• Short problem A:
Could you repeat the listing below word for word, from its first entry to its last, but leave out the pictures? Don't repeat the page about Asio.

── Excerpted passage ──

Linux Performance Improvements
This page documents progress on a project to improve Asio performance on Linux 2.6.x.
Goal
The goal of this project is to improve the performance of Asio on Linux, in both single-threaded and multi-threaded uses.
How to participate
If you care about Asio's performance on Linux, then please consider getting involved in this project. There are two ways you can help:
- Supply performance numbers. For the work to be effective, benchmarks are needed from real applications. (No source code required - just the numbers please!)
- Test the changes to ensure they don't introduce bugs.
To start, you need to:
- Check out the baseline version of Asio.
- Benchmark your application.
- Publish your numbers (with a short description) below under Baseline.
- Consider adding a description of your test setup at the bottom of the page.
And then, as new versions are made available:
- Check out new tag.
- Benchmark again.
- Publish numbers under the tag heading below.
- Report any bugs.
How to get a version of Asio for testing
Work will be done on a branch called
linux-perf-branch in Asio's
CVS repository. To get a particular version, check out (or update to) the tag as specified. If you want to use Boost.Asio rather than Asio, you will need to run the
boostify.pl script in Asio's root directory and copy the content of the
boostified directory to your Boost distribution.
Progress
Baseline
CVS Tag: linux-perf-branch-start
CK Echo Test 1: 165 MB/s (higher is better)
CK Echo Test 2: 330 MB/s
CK Echo Test 3: 263 MB/s
CK Echo Test 4: 242 MB/s
CK Echo Test 5: 222 MB/s
CK HTTP Test 1: 9460 req/s (higher is better)
Linux-Perf-1
Posts completion handlers generated by the reactor task in a batch, to reduce locking overhead.
CVS Tag: linux-perf-1
CK Echo Test 1: 172 MB/s
CK Echo Test 2: 335 MB/s
CK Echo Test 3: 265 MB/s
CK Echo Test 4: 247 MB/s
CK Echo Test 5: 225 MB/s
CK HTTP Test 1: 9340 req/s
Linux-Perf-2
Uses an edge-triggered (rather than level-triggered) epoll reactor. However, the reactor no longer performs speculative reads and writes outside the reactor mutex.
CVS Tag: linux-perf-2
CK Echo Test 1: 174 MB/s
CK Echo Test 2: 349 MB/s
CK Echo Test 3: 292 MB/s
CK Echo Test 4: 257 MB/s
CK Echo Test 5: 232 MB/s
CK HTTP Test 1: 9100 req/s
Linux-Perf-3
Eliminates signal blocking while reactor operations are performed.

───
── Listing ──

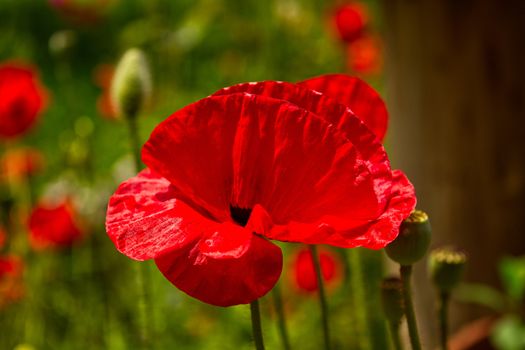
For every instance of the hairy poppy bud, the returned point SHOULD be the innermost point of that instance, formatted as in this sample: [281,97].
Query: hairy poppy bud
[392,299]
[446,266]
[131,85]
[413,240]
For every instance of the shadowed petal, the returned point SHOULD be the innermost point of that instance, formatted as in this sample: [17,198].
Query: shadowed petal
[144,219]
[224,281]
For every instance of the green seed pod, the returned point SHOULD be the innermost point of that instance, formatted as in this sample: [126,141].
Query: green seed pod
[131,85]
[392,299]
[413,240]
[446,266]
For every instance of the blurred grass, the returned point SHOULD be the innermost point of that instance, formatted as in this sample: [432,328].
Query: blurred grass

───

• Short problem B:
On the Asio performance page:
(i) What is the branch in Asio's CVS repository where the work is done called?
(ii) What CK Echo Test 2 figure is given under Baseline?
(iii) What kind of epoll reactor does Linux-Perf-2 use?

• Exercise result A:
For every instance of the hairy poppy bud, the returned point SHOULD be the innermost point of that instance, formatted as in this sample: [281,97].
Query: hairy poppy bud
[392,299]
[446,266]
[131,85]
[413,240]
For every instance of the shadowed petal, the returned point SHOULD be the innermost point of that instance, formatted as in this sample: [17,198].
Query: shadowed petal
[144,219]
[224,281]
For every instance of the green seed pod, the returned point SHOULD be the innermost point of that instance, formatted as in this sample: [126,141].
Query: green seed pod
[131,85]
[392,299]
[413,240]
[446,266]
For every instance of the blurred grass, the returned point SHOULD be the innermost point of that instance, formatted as in this sample: [432,328].
Query: blurred grass

• Exercise result B:
(i) linux-perf-branch
(ii) 330 MB/s
(iii) An edge-triggered (rather than level-triggered) epoll reactor